Description of the task:
Format every line of the items below as a numbered list, skipping blank lines and leaving the pictures out.
# # # # # # #
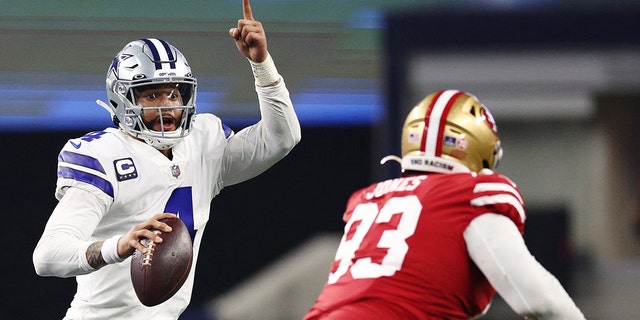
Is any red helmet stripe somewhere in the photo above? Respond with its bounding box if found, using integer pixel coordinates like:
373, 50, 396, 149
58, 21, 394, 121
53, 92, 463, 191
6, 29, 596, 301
420, 91, 444, 152
421, 90, 462, 157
# # # # # # #
Written answer:
1. Is any red helmet stripe somewhere in the photo above? Respond with its bounding box if found, using integer pixel coordinates like:
2. 373, 50, 396, 149
3. 58, 21, 394, 121
4. 53, 92, 463, 191
5. 6, 29, 596, 301
6. 420, 91, 444, 152
7. 421, 90, 462, 157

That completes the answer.